'''

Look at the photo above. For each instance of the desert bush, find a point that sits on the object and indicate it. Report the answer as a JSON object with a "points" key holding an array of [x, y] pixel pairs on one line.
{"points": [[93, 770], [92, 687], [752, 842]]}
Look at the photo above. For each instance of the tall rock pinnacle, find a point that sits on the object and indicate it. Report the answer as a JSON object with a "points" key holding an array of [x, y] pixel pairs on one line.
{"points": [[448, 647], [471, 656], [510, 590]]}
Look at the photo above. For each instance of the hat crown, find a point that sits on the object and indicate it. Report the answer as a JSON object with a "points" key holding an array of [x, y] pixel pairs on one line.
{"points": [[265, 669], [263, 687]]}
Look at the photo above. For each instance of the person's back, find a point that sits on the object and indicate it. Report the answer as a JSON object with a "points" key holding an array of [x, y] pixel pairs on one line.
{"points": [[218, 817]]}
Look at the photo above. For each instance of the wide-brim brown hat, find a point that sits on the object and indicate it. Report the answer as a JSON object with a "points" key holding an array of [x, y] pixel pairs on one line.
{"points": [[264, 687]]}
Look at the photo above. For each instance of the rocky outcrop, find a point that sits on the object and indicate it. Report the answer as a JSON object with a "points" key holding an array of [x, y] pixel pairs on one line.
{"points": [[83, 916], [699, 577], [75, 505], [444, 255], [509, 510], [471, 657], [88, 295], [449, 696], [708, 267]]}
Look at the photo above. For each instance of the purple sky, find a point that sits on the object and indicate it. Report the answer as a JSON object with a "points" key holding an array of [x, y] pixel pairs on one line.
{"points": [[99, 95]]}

'''

Repeat each entry word for word.

Completed exercise:
Look at the photo above. For each instance of the desert bush, find a point that sits on the object and indicate it. Report the answer as a JSON object with a "points" key holding an array of [x, y] pixel pairs on one line.
{"points": [[93, 770], [92, 687], [752, 842]]}
Look at the photo above. For each instance of the tall rock pinnacle, find a point that sits on the object and indicate it. Report the answer as a JSON object with a "points" key holding an array of [x, y] pixel pairs on one line.
{"points": [[448, 647], [471, 656], [510, 590]]}
Look at the photo above. For each instance of the hat crown, find a point that sits on the object and indicate it. Report the answer as a JSON object with a "points" key holding an array of [x, y] pixel pairs on one line.
{"points": [[265, 669], [263, 687]]}
Look at the photo above. For each instance of the person's back, find a point that sits on the object and indicate it. Report the answer as a JSON object with a "points" key holding an array of [x, y] pixel pairs on one line.
{"points": [[218, 817]]}
Look at the photo above. For each instance of the wide-brim brown hat, find a point that sits on the object and indicate it. Report the answer as a JSON object with a "points" key holding an array of [x, y] pixel pairs on one line.
{"points": [[264, 687]]}
Look at the photo above. For each instance of the rocky outcrop, find a point that sits on the object and indicate it. Report the answer as a JSON object with a "points" key holding an array of [x, y] pixel pairs on one line.
{"points": [[83, 916], [699, 577], [75, 505], [444, 255], [509, 510], [471, 657], [88, 295], [449, 696], [708, 267]]}
Look at the photo above. For each instance of the purple sky, find a point that sits on the object and indicate it. Report the answer as a JSON object with a "points" key holding an array of [x, y] pixel pairs on one line.
{"points": [[99, 95]]}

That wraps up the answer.